* Start Extracted records *

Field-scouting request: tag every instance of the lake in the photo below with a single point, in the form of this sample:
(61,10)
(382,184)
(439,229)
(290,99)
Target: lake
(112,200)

* End Extracted records *

Brief | Lay out the records above as a numbered list with one line per entry, and omit any blank lines.

Solution below |
1. Field-scouting request: tag every instance of the lake in the photo below with a single point, in the form of this sample:
2. (61,10)
3. (382,184)
4. (439,229)
5. (290,99)
6. Target: lake
7. (112,200)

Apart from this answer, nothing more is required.